## Stated goal
Please quote word for word the part of the passage below that opens with the words containing "The role of" and closes with "an existing country.".

Religion or social conduct is also an important factor. Confucianism and effective business practices by the Chinese majority in Singapore have been significant in the State's success since 1965. The independent success of Singapore was unforeseen by Malaysia.' To associate itself with some of Singapore's glory, according to Oon (2003), 'Malaysia has tended to regard Singapore as the little brother which needs to show the big brother more respect and deference.' Obviously, statements like this are not well received in Singapore.  They give rise to what Malaysia sees as 'arrogant' counter statements. Singapore is well aware of it's secular minority status in the region of mainland Malaysia, Sumatra, Kalimantan and Java. This is why it maintains an independent armed force strength which is disproportionately greater than that of Malaysia and sometimes displaying a siege mentality. According to Oon (2003), religious differences also created problems in 1986 during a meeting when Israeli diplomats visited Singapore, 'it's relationship with Malaysia was soured for some time after that.'  The current Malaysian PM is replaced this year by Mr Bawadi and the article states that, 'many political observers say there will be great pressure on him to stand tough against Singapore.' This shows how the malevolent behaviour aspect of Malaysia's culture is transmitted intragenerationally, due to peer pressure.

The role of culture in bilateral relations between neighbouring counties is not unique to Malaysia and Singapore.  Cultural differences are usually the catalyst for the formation of two or more new nations from an existing country.

National trade policy

'Businesses Say Reforms Must Start at Top' by Lavrentieva and Clark (2003) is a good example of national trade policy. It reports upon an interesting export demotion strategy in the energy sector. Russia is the world's largest producer of natural gas.  The country has an oil reserve of fifty years in comparison to the world's average of ten to twelve years and a gas reserve of seventy years. Russian companies achieve margins six times greater for exporting gas when compared to domestic gas sales.

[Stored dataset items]

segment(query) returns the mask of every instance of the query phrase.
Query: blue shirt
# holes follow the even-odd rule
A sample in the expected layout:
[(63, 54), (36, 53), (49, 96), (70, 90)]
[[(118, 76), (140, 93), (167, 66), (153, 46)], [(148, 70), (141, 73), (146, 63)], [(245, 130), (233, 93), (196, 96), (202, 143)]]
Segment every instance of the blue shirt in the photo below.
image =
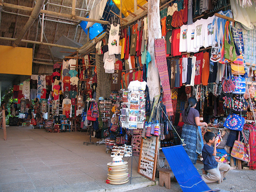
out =
[(211, 170), (212, 168), (216, 168), (218, 163), (216, 161), (213, 153), (213, 147), (209, 146), (208, 144), (205, 144), (202, 151), (202, 158), (204, 160), (204, 169), (205, 171)]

## Answer to this exercise
The role of culture in bilateral relations between neighbouring counties is not unique to Malaysia and Singapore.  Cultural differences are usually the catalyst for the formation of two or more new nations from an existing country.